* [Short exercise A]
In the post about asymmetries of vision, what phrase did Harry Hay use for what gay people experience?
* [Short exercise B]
Carry on the post about asymmetries of vision from its last sentence.

* [Excerpt]
□ □ □ □ □

Thursday, March 22, 2012

Asymmetries of vision

Almost a hundred years ago, in his “The Souls of Black Folk,” W. E. B. Dubois explored the phenomenon of “double consciousness” in African Americans, whose situation required them to balance two sets of perceptions. The first was born of their own experiences. The second set of perceptions was that of the white majority, which remained blissfully self-confident in the rightness of its views.

Many years later, Harry Hay made a similar point about gay people, speaking of a "double window" we experience.

The larger principle is one of asymmetry: one vision is self-confident and unitary, denying any need to come to terms with the other point of view; the other acknowledges that need.

I was recently struck by an analysis that applies the asymmetry to today’s liberals and conservatives. Let me explain.

In several recent publications and interviews, the social psychologist Jonathan Haidt has presented the results of some interesting research. This concerns the psychological underpinnings of our contentious culture, our overconfident opinions and the demonizing of our adversaries.

□ □ □ □ □

* [Data lines]
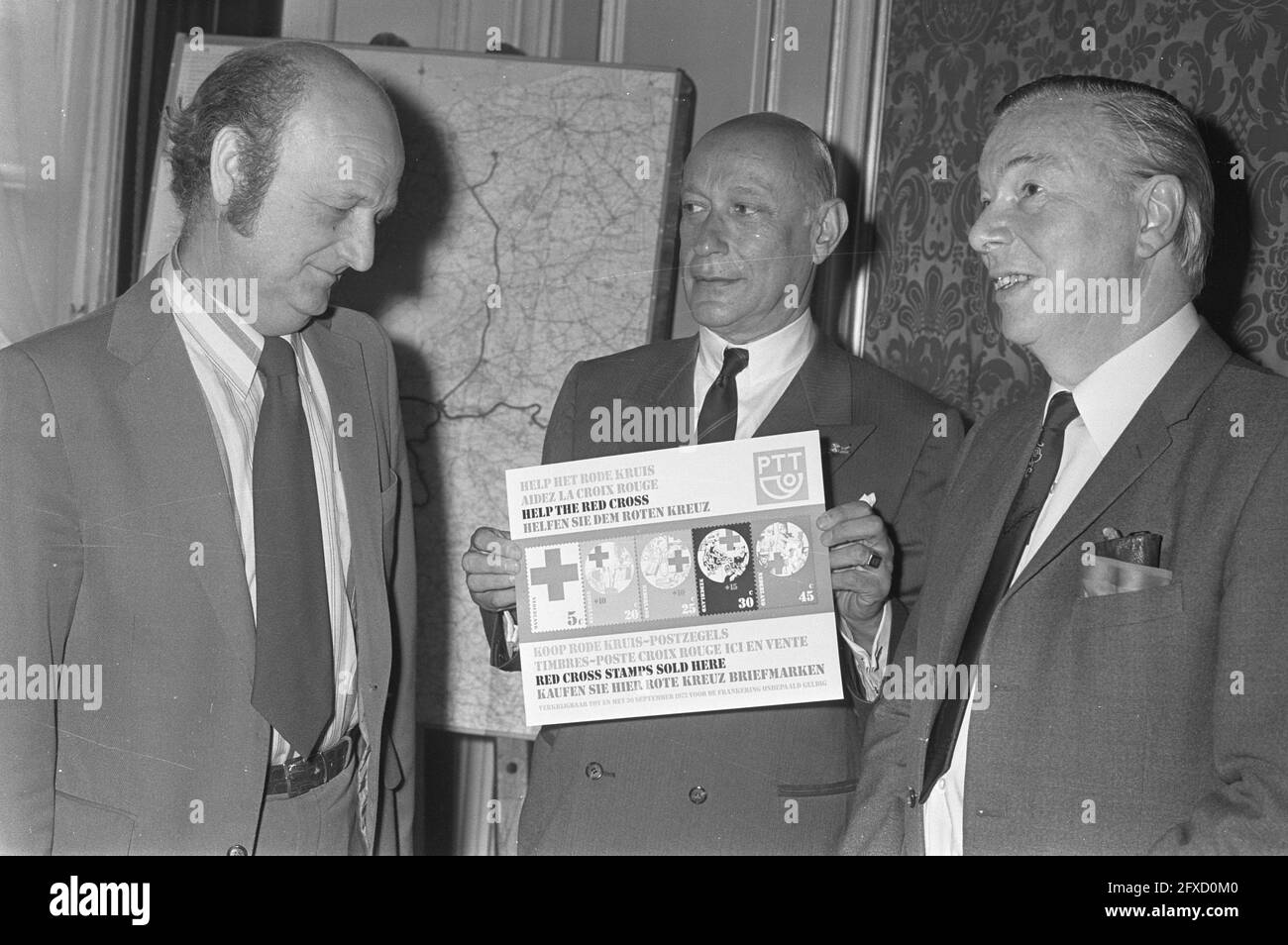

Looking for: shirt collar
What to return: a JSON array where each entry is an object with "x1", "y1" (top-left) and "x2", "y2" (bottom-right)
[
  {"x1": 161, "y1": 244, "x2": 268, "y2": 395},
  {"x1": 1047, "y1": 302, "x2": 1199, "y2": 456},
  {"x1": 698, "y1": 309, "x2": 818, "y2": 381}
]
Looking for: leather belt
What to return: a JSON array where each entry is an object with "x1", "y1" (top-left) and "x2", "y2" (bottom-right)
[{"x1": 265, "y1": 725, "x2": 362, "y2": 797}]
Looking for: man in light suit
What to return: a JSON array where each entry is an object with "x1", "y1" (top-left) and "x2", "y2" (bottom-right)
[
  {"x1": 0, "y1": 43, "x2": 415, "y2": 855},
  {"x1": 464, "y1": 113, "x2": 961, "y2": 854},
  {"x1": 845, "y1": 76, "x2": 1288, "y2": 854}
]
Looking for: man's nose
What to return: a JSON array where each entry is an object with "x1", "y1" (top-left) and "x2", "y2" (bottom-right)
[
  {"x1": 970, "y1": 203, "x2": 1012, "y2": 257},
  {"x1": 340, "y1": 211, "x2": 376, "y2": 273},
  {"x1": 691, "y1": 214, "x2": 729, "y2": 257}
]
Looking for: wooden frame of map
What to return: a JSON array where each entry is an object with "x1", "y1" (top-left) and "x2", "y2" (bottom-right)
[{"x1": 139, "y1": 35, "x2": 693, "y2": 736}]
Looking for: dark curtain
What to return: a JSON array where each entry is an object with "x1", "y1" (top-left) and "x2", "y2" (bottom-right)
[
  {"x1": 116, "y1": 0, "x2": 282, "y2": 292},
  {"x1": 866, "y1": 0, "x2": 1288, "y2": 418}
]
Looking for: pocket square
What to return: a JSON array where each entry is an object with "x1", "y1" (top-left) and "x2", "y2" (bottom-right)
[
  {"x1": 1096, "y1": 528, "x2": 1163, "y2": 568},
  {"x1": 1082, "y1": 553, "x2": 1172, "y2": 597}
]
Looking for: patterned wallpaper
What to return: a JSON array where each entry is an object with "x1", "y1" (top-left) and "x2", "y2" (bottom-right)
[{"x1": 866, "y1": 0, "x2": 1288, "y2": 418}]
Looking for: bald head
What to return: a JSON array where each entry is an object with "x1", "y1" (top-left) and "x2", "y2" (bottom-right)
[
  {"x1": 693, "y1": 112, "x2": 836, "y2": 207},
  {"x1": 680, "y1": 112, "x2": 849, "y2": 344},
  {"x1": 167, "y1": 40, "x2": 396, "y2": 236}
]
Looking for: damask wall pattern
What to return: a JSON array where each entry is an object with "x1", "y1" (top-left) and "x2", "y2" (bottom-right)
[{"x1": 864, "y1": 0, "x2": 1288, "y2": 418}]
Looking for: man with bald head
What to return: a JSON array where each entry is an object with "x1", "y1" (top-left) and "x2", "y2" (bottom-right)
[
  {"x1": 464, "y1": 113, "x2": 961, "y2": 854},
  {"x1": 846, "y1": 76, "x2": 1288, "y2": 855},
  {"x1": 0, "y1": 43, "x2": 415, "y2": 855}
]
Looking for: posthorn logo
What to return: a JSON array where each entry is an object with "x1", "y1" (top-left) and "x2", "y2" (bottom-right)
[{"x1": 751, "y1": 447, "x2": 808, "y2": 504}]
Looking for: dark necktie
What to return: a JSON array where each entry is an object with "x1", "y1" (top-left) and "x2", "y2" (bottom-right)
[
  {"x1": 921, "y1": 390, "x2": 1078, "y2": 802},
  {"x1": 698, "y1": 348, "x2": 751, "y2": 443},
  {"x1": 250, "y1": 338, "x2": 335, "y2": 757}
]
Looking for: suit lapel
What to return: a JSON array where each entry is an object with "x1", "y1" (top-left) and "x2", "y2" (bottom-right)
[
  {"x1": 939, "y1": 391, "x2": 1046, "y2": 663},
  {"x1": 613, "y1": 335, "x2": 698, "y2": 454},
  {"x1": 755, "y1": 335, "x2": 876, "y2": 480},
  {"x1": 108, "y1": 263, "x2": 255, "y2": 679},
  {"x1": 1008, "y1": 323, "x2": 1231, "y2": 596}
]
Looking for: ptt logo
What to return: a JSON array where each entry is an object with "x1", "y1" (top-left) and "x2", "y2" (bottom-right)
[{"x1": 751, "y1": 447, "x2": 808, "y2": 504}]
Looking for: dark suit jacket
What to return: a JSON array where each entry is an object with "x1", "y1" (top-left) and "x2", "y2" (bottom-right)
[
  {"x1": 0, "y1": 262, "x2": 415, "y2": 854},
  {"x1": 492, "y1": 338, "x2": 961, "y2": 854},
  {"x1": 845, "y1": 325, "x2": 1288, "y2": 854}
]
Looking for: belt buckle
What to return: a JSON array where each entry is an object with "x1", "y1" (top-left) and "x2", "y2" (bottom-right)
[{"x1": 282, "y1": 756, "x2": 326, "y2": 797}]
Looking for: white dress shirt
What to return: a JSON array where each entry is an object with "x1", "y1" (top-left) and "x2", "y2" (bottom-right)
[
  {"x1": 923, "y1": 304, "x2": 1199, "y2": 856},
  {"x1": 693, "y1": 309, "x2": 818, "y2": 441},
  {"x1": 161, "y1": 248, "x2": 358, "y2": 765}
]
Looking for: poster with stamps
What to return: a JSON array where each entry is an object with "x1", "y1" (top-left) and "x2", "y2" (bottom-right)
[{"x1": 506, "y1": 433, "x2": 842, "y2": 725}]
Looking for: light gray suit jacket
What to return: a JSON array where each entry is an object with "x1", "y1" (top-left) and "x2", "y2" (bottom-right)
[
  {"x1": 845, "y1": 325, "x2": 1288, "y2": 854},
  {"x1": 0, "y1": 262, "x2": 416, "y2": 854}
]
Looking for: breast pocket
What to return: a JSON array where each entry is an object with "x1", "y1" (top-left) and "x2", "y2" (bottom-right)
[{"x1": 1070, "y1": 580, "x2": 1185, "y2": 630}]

□ □ □ □ □

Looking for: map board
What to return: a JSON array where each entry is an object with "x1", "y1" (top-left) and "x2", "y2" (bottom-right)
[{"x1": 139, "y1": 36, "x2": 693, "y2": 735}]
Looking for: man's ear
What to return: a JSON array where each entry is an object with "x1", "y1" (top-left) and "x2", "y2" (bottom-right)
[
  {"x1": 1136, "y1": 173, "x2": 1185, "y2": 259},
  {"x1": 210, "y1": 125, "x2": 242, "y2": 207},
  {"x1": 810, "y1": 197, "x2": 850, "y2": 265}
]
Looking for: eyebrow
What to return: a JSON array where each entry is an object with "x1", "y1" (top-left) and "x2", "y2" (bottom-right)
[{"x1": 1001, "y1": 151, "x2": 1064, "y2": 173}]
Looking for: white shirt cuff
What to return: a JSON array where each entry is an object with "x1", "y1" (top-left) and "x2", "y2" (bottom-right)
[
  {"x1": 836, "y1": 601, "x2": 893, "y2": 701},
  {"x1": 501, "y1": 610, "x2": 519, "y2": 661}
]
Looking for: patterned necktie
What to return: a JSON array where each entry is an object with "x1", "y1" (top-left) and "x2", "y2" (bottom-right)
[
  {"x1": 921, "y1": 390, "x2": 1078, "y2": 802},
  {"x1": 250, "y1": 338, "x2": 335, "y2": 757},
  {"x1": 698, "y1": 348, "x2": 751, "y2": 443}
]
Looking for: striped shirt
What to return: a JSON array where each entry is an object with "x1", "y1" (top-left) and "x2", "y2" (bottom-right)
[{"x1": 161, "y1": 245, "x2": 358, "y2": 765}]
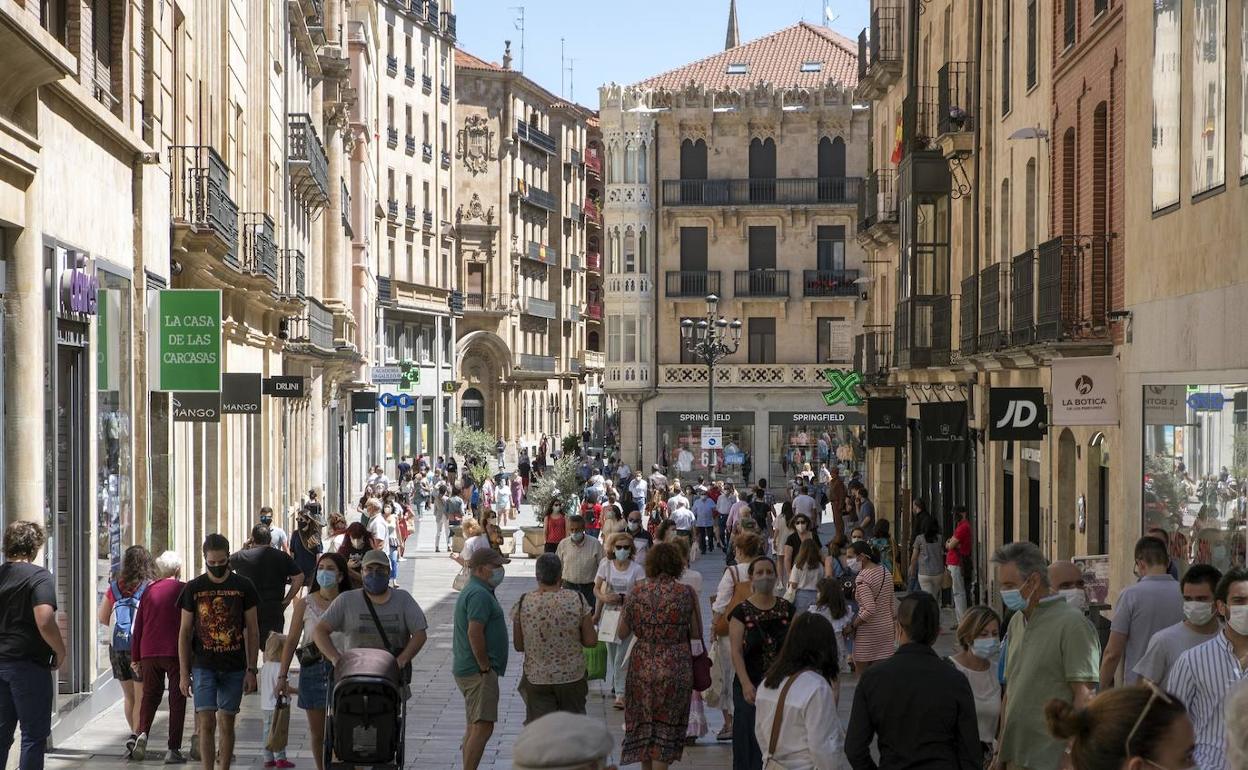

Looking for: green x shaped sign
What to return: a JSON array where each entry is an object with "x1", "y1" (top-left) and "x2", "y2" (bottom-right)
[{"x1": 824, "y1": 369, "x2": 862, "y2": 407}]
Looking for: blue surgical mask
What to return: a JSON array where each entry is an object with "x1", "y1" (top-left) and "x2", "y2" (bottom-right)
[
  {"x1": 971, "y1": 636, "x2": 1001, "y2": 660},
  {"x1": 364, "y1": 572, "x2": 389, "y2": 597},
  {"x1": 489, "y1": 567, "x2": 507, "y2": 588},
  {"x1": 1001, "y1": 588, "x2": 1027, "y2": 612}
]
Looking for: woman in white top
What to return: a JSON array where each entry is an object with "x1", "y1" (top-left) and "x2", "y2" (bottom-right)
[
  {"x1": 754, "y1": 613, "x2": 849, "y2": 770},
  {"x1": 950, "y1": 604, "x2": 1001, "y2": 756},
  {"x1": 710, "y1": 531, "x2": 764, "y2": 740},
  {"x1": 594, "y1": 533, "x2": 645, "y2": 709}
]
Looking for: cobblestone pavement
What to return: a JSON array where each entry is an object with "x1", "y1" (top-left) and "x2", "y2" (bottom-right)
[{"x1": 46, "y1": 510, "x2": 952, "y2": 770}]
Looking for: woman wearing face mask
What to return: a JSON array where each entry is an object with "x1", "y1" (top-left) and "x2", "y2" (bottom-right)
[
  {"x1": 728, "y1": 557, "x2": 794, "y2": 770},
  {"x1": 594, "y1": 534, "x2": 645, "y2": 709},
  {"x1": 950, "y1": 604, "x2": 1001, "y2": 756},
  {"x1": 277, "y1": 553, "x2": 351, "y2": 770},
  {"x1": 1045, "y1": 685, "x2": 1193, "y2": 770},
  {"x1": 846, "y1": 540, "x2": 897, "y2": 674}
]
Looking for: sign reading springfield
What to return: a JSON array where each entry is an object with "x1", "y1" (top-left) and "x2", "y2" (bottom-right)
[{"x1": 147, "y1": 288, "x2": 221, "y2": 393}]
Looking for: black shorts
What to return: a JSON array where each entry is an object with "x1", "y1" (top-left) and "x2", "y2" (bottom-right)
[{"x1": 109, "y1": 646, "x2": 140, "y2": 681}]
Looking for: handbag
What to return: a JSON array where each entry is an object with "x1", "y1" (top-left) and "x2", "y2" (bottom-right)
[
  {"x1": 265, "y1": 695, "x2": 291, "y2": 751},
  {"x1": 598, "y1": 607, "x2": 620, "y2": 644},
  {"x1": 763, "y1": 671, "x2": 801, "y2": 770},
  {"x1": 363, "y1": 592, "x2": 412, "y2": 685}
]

□ □ □ □ □

* [Task response A]
A "double window."

* [Task response B]
“When it gets so that your opponents are not just people you disagree with, but… the mental state in which I am fighting for good, and you are fighting for evil, it’s very difficult to compromise,” Haidt recently remarked in a television interview. “Compromise becomes a dirty word.”

Demonization occurs on both sides, the liberal and the conservative. So much is clear. But what is not often understood is Haidt’s second point, and that is this. By and large, conservatives show a greater ability to understand--up to a point--the views of liberals than the reverse. In fact, liberals rarely show this capacity of perception. They simply view conservatives as stupid and backward--as in the recent grotesque interviews conducted by Alexandra Pelosi in Mississippi--or as dishonest defenders of privilege.

Ultimately, the liberal view is based on the Whig Theory of history, the idea that gradually reactionary ideas must yield to progressive ones. That is the nature of progress. But what happens when these Neanderthal views don’t disappear on schedule? The upshot is perplexity and rage, qualities that are not absent from contemporary liberal discourse.

I am far from being a conservative. But it seems to me that in any debate one has an obligation to try to understand where the opponent is coming from. The general reluctance of liberals to make this effort is serving to retard, not advance their cause.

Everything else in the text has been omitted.